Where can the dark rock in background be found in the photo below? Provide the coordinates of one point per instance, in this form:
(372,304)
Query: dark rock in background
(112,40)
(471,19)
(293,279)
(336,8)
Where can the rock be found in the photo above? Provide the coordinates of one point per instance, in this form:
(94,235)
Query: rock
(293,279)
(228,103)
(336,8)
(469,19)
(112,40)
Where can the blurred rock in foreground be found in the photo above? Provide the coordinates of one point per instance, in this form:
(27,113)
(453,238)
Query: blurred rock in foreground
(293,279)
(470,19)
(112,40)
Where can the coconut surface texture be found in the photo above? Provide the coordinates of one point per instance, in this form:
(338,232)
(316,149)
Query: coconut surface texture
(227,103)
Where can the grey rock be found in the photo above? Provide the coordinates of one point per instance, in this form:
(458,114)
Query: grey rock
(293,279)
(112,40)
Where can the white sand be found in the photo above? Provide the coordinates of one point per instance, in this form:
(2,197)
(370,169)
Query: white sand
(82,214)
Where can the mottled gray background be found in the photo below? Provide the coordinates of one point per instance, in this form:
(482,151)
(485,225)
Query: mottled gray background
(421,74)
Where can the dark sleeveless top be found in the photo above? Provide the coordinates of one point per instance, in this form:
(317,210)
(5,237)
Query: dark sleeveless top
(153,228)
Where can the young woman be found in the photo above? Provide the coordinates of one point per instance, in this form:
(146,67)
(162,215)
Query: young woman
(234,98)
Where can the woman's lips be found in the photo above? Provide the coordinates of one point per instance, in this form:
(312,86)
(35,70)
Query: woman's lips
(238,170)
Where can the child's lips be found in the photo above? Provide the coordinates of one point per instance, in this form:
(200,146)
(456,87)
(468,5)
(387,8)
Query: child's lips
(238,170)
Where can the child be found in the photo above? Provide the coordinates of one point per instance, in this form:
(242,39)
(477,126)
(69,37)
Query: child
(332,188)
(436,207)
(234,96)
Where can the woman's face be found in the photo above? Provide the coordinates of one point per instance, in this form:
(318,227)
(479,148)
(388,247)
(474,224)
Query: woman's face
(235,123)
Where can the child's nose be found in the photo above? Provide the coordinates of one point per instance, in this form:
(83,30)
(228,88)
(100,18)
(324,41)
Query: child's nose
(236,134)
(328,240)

- Your assignment
The answer consists of every entry, returned exactly.

- Response to the exercise
Where can the dark rock in background be found in the photo below? Provide the coordinates of one point per instance, in this form:
(372,304)
Query: dark rock in background
(112,40)
(471,19)
(293,279)
(336,8)
Where can the rock be found in the photo above? Provide the coordinates of one point per instance, in this form:
(94,235)
Query: rock
(293,279)
(228,103)
(336,8)
(469,19)
(112,40)
Where can the blurred rock in foreground be found in the photo above? Provide the coordinates of one point per instance, in this form:
(27,113)
(453,238)
Query: blurred rock in foreground
(293,279)
(470,19)
(112,40)
Where can the coconut surface texture be found in the photo above? Provide the coordinates of one point per instance, in this form:
(338,232)
(316,149)
Query: coconut surface texture
(227,103)
Where can the grey rock be found in the photo above? Provide the coordinates of one point per instance, in this form:
(458,114)
Query: grey rock
(293,279)
(112,40)
Where can the white sand be found in the photo above? Provide the coordinates of one point per instance, in this form:
(2,197)
(370,169)
Query: white sand
(82,214)
Where can the mottled gray background be found in the photo below? Provide the coordinates of one point per instance, in this form:
(482,151)
(485,225)
Query: mottled gray background
(421,74)
Where can the dark sleeveless top be found in the photo above? Provide the coordinates of one point per instance, in this form:
(317,210)
(5,237)
Query: dark sleeveless top
(153,228)
Where can the young woman be found in the photo above? Provide the coordinates of one point per instance, in this form:
(146,67)
(162,215)
Query: young woman
(234,98)
Where can the woman's lips be found in the photo above? Provide the coordinates of one point per instance, in this form:
(312,86)
(35,70)
Query: woman's lips
(238,170)
Where can the child's lips be found in the photo above? Provide the coordinates of one point per instance, in this form:
(200,146)
(456,87)
(468,5)
(387,8)
Query: child's lips
(238,170)
Where can the child be found in the photo above? Provide the coordinates of one point per instance, in this form:
(242,39)
(477,126)
(69,37)
Query: child
(332,188)
(436,207)
(234,96)
Where can the woman's face be found in the photo above? Provide the coordinates of one point per instance, in this form:
(318,227)
(479,148)
(388,247)
(474,224)
Query: woman's face
(235,123)
Where can the child's nose be found in the photo above? Provide the coordinates of one point per instance, in this form:
(83,30)
(228,88)
(100,18)
(324,41)
Query: child's nose
(236,134)
(328,240)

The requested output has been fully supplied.